====== Data supplied

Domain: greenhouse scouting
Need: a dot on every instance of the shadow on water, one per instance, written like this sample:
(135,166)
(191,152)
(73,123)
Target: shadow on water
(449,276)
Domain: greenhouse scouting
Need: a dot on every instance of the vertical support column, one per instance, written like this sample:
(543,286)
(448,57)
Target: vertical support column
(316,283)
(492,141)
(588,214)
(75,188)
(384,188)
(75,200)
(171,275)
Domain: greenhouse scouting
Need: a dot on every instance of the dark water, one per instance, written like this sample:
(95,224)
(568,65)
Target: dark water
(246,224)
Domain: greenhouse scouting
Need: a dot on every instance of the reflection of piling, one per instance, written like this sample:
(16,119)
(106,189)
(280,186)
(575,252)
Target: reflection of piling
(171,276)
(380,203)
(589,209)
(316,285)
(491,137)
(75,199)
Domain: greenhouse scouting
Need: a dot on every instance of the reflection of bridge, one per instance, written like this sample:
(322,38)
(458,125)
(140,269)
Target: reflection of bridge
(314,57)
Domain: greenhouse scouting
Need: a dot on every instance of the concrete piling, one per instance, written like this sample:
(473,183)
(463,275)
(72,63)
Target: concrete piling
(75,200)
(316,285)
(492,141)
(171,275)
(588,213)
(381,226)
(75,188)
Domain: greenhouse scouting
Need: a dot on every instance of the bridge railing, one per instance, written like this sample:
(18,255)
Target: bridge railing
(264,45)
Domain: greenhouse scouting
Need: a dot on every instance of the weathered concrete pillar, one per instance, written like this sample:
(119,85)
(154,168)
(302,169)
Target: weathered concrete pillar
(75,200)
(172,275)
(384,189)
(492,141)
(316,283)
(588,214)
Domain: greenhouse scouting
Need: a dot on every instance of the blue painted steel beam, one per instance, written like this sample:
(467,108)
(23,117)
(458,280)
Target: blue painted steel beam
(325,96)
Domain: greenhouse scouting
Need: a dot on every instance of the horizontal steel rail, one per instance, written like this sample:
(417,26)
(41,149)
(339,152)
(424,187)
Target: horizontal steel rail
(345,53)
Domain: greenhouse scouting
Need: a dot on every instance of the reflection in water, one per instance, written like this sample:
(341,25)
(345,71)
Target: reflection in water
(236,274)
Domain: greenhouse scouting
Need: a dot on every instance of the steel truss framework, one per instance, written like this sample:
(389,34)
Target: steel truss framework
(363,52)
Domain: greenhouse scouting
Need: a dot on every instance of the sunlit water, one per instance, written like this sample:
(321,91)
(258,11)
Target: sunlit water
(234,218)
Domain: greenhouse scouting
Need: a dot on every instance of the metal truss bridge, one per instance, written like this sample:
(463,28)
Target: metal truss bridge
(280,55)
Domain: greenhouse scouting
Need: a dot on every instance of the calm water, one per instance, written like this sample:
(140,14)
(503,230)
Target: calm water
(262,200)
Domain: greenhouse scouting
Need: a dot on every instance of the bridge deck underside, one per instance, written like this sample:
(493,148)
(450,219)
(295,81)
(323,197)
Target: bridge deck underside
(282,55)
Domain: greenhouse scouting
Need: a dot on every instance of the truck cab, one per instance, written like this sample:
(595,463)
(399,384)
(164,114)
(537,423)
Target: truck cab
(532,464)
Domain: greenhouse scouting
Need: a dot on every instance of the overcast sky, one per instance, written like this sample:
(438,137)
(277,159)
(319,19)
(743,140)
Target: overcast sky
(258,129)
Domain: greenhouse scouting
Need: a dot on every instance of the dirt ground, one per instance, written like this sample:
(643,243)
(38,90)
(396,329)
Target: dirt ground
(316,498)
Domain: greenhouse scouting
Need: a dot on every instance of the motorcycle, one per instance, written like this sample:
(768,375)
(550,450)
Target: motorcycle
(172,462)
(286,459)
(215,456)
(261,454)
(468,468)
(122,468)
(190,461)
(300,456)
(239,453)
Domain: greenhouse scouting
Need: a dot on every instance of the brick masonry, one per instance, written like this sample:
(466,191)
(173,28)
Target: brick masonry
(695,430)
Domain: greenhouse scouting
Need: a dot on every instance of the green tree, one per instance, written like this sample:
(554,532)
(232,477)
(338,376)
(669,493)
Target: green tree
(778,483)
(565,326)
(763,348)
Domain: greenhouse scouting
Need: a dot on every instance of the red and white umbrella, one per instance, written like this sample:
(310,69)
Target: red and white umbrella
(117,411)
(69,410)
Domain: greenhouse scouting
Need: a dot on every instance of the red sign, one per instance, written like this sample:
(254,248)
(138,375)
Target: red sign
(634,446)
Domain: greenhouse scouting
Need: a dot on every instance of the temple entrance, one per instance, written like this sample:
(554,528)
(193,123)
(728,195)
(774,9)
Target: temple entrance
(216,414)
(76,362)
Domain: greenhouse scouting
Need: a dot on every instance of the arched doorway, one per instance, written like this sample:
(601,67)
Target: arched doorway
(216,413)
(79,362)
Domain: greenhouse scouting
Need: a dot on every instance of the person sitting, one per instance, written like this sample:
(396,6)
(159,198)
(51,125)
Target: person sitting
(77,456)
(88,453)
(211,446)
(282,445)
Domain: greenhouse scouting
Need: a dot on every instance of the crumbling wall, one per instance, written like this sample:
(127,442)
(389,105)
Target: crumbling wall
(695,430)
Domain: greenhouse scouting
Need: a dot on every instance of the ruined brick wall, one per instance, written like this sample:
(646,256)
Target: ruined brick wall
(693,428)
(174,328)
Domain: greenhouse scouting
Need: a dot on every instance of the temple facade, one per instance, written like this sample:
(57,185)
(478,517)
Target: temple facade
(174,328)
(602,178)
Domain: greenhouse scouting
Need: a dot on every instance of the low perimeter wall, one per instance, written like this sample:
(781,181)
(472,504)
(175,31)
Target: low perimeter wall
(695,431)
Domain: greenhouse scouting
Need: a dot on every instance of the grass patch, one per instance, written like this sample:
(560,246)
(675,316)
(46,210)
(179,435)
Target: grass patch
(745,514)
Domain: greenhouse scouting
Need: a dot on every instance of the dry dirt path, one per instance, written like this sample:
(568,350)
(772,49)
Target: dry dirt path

============

Print every entry exactly as written.

Domain: greenhouse scouting
Need: a dot on every instance of the shadow on water, one per instance, written like this sample:
(135,166)
(191,152)
(73,123)
Target: shadow on water
(449,276)
Domain: greenhouse scouting
Need: a dot on every instance of the vertical support column, one per instance, written like this sample:
(543,286)
(448,57)
Target: vertical support column
(316,283)
(492,141)
(588,214)
(75,188)
(384,188)
(75,200)
(171,275)
Domain: greenhouse scouting
Need: a dot on every instance of the dark water, one per instance, written like this sample:
(95,224)
(568,65)
Target: dark water
(246,224)
Domain: greenhouse scouting
Need: a dot on every instance of the reflection of piling, one per instance, written like this sample:
(16,119)
(106,189)
(280,186)
(575,252)
Target: reflection of piling
(171,276)
(380,203)
(589,209)
(316,285)
(491,137)
(75,199)
Domain: greenhouse scouting
Need: a dot on every instance of the reflection of bridge, one per instance, written like this sample:
(322,38)
(458,125)
(140,269)
Target: reflection of bridge
(314,57)
Domain: greenhouse scouting
Need: a dot on every instance of the concrete piling, one per instance, written like this sample:
(473,183)
(463,275)
(72,63)
Target: concrete piling
(75,200)
(316,285)
(492,141)
(171,275)
(588,213)
(381,226)
(75,188)
Domain: greenhouse scouting
Need: a dot on every instance of the bridge railing, one per instance, written like this sample:
(18,255)
Target: bridge railing
(264,45)
Domain: greenhouse scouting
Need: a dot on every instance of the weathered concrete pillar, one per instance, written like this sample:
(119,85)
(154,168)
(302,169)
Target: weathered concrete pillar
(75,200)
(172,275)
(384,189)
(492,141)
(316,283)
(588,214)
Domain: greenhouse scouting
Need: a dot on every instance of the blue painted steel beam, one per instance, written like this sample:
(467,108)
(23,117)
(458,280)
Target: blue painted steel beam
(325,96)
Domain: greenhouse scouting
Need: a dot on every instance of the horizontal steel rail, one per instance, written like this sample:
(417,26)
(41,149)
(339,152)
(424,187)
Target: horizontal steel rail
(345,53)
Domain: greenhouse scouting
Need: a dot on every instance of the reflection in water, one per instance, written like this sample:
(341,25)
(345,71)
Target: reflection in water
(236,274)
Domain: greenhouse scouting
Need: a dot on every instance of the steel truss framework, one per instance, written like this sample:
(389,34)
Target: steel truss framework
(363,52)
Domain: greenhouse scouting
Need: a dot on every instance of the sunlit water, one per instance, written like this sample:
(321,91)
(258,11)
Target: sunlit water
(234,218)
Domain: greenhouse scouting
Need: a dot on every instance of the metal truss bridge, one per instance, written like this sample:
(463,28)
Target: metal truss bridge
(280,55)
Domain: greenhouse scouting
Need: a dot on every instance of the calm water, one per instance, written like this sample:
(140,14)
(503,230)
Target: calm water
(262,200)
Domain: greenhouse scouting
Need: a dot on every instance of the bridge deck underside, one per instance, written like this sample:
(493,148)
(450,219)
(295,81)
(323,197)
Target: bridge deck underside
(282,55)
Domain: greenhouse scouting
Need: a dot on every instance of the truck cab, one per instance, written like this sample:
(595,463)
(399,384)
(164,114)
(537,423)
Target: truck cab
(532,464)
Domain: greenhouse scouting
Need: a dot on every instance of the overcast sky, one per instance, written like this sample:
(438,137)
(277,159)
(319,19)
(743,140)
Target: overcast sky
(258,129)
Domain: greenhouse scouting
Need: a dot on every instance of the dirt ground, one per instance, written like this sample:
(643,243)
(38,90)
(396,329)
Target: dirt ground
(316,498)
Domain: greenhouse scouting
Need: a dot on every instance of the motorcycle, one per instance, written like this sample:
(768,375)
(550,450)
Target: motorcycle
(172,462)
(286,459)
(215,456)
(261,454)
(468,468)
(122,468)
(190,461)
(300,456)
(239,453)
Domain: greenhouse scouting
Need: a dot on every instance of the brick masonry, one per instance, written like this sample:
(466,191)
(173,28)
Target: brick masonry
(695,430)
Domain: greenhouse scouting
Need: a dot on every instance of the green tree, one per instance, written like this sample:
(554,532)
(232,477)
(338,376)
(669,493)
Target: green tree
(778,483)
(565,326)
(763,348)
Domain: greenhouse scouting
Need: a dot on every instance of the red and white umbrella, one per instance, written like this sample:
(310,69)
Target: red and white umbrella
(117,411)
(69,410)
Domain: greenhouse scouting
Need: a dot on every instance of the red sign, one per instance, written like this sample:
(254,248)
(138,375)
Target: red sign
(634,446)
Domain: greenhouse scouting
Need: a dot on every instance of the temple entrance, one per instance, written like this sample:
(554,528)
(193,123)
(728,195)
(774,9)
Target: temple entrance
(216,414)
(76,362)
Domain: greenhouse scouting
Need: a dot on every instance of the arched doorway, one per instance, written like this sample:
(601,67)
Target: arched doorway
(216,413)
(79,362)
Domain: greenhouse scouting
Need: a dot on every instance of the person sitting, one per instance, written like this sample:
(396,6)
(159,198)
(51,125)
Target: person sitting
(77,456)
(88,453)
(211,446)
(282,445)
Domain: greenhouse scouting
Need: a dot on every instance of the crumbling wall, one per instance, written like this sample:
(127,442)
(389,105)
Target: crumbling wall
(695,430)
Domain: greenhouse scouting
Need: a dot on every instance of the ruined brick wall, one per instance, written like this sample:
(646,256)
Target: ruined brick wall
(693,428)
(174,328)
Domain: greenhouse scouting
Need: a dot on every instance of the temple facade, one per instance, written like this sample:
(57,185)
(478,517)
Target: temple facade
(174,328)
(602,178)
Domain: greenhouse scouting
Need: a dot on every instance of the low perimeter wall, one per instance, written like this sample:
(781,181)
(472,504)
(175,31)
Target: low perimeter wall
(695,431)
Domain: greenhouse scouting
Need: a dot on every instance of the grass patch, one per instance, written like this sample:
(560,246)
(675,316)
(46,210)
(179,435)
Target: grass patch
(745,514)
Domain: greenhouse scouting
Need: a dot on every instance of the dry dirt path, one per instance, written like this sample:
(568,350)
(772,49)
Target: dry dirt path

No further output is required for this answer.